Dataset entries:
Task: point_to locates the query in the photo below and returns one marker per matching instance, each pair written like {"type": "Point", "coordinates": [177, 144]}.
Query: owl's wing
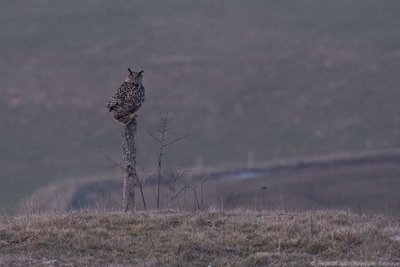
{"type": "Point", "coordinates": [119, 97]}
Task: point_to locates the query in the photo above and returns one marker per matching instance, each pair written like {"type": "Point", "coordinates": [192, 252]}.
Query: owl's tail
{"type": "Point", "coordinates": [124, 119]}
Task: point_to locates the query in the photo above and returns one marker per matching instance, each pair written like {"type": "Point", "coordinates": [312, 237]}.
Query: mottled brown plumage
{"type": "Point", "coordinates": [128, 99]}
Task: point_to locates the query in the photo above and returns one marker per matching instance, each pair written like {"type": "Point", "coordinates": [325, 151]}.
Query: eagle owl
{"type": "Point", "coordinates": [128, 99]}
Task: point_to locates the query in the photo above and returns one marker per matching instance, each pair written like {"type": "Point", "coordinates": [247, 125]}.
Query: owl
{"type": "Point", "coordinates": [128, 99]}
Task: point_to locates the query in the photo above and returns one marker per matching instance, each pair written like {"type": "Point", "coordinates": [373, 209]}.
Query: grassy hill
{"type": "Point", "coordinates": [275, 79]}
{"type": "Point", "coordinates": [212, 238]}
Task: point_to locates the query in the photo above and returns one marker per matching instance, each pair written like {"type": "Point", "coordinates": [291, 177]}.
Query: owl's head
{"type": "Point", "coordinates": [134, 77]}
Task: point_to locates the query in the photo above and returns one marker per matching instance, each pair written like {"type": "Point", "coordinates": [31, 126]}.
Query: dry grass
{"type": "Point", "coordinates": [215, 238]}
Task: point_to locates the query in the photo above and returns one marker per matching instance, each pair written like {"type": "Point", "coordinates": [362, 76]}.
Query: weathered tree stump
{"type": "Point", "coordinates": [130, 175]}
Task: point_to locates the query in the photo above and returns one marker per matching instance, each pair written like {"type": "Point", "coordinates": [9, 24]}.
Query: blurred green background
{"type": "Point", "coordinates": [274, 79]}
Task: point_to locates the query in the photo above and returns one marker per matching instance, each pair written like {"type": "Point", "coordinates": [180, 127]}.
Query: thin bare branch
{"type": "Point", "coordinates": [176, 140]}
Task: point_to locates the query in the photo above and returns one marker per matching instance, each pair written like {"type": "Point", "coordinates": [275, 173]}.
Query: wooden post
{"type": "Point", "coordinates": [129, 149]}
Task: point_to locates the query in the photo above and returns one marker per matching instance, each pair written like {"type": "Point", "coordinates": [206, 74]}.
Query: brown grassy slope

» **PROBLEM TO WORK ON**: From the first line to the last, repeat the records exactly, leaving out the pictures.

» **RESPONSE AREA**:
Task: point_to locates the query in the photo below and returns one marker per matching instance, each pair written like {"type": "Point", "coordinates": [177, 144]}.
Query: owl's wing
{"type": "Point", "coordinates": [119, 97]}
Task: point_to locates the query in the photo above and returns one marker per matching instance, each pair written like {"type": "Point", "coordinates": [192, 252]}.
Query: owl's tail
{"type": "Point", "coordinates": [124, 119]}
Task: point_to locates the query in the photo above and returns one marker per matching instance, each pair written like {"type": "Point", "coordinates": [312, 237]}.
Query: mottled brown plumage
{"type": "Point", "coordinates": [128, 99]}
Task: point_to locates the query in the photo above and returns one marker per matching instance, each pair written like {"type": "Point", "coordinates": [325, 151]}.
Query: eagle owl
{"type": "Point", "coordinates": [128, 99]}
Task: point_to locates the query in the photo above and returns one marker per matching instance, each pair written like {"type": "Point", "coordinates": [247, 125]}.
Query: owl
{"type": "Point", "coordinates": [128, 99]}
Task: point_to locates the query in the photo above and returns one marker per matching instance, each pair written like {"type": "Point", "coordinates": [373, 209]}.
Query: grassy hill
{"type": "Point", "coordinates": [275, 79]}
{"type": "Point", "coordinates": [212, 238]}
Task: point_to locates the query in the photo above and returns one marker per matching instance, each pair written like {"type": "Point", "coordinates": [291, 177]}.
Query: owl's head
{"type": "Point", "coordinates": [134, 77]}
Task: point_to locates the query in the photo above and returns one marker per matching instance, each pair written like {"type": "Point", "coordinates": [31, 126]}.
Query: dry grass
{"type": "Point", "coordinates": [215, 238]}
Task: point_to locates the query in the photo above and returns one marker per matching instance, each pair written like {"type": "Point", "coordinates": [362, 76]}.
Query: weathered tree stump
{"type": "Point", "coordinates": [130, 175]}
Task: point_to locates the query in the photo above and returns one marker per matching instance, each pair written like {"type": "Point", "coordinates": [9, 24]}.
Query: blurred green background
{"type": "Point", "coordinates": [274, 79]}
Task: point_to locates the query in the photo above and returns one marker per matching instance, each pair written like {"type": "Point", "coordinates": [180, 127]}.
Query: thin bare branch
{"type": "Point", "coordinates": [176, 140]}
Task: point_to locates the query in the photo above and returns one marker per matching instance, each pair written like {"type": "Point", "coordinates": [275, 173]}.
Query: wooden post
{"type": "Point", "coordinates": [129, 149]}
Task: point_to locates the query in the photo above and returns one marker per matching instance, each pair written like {"type": "Point", "coordinates": [206, 74]}.
Query: brown grassy slope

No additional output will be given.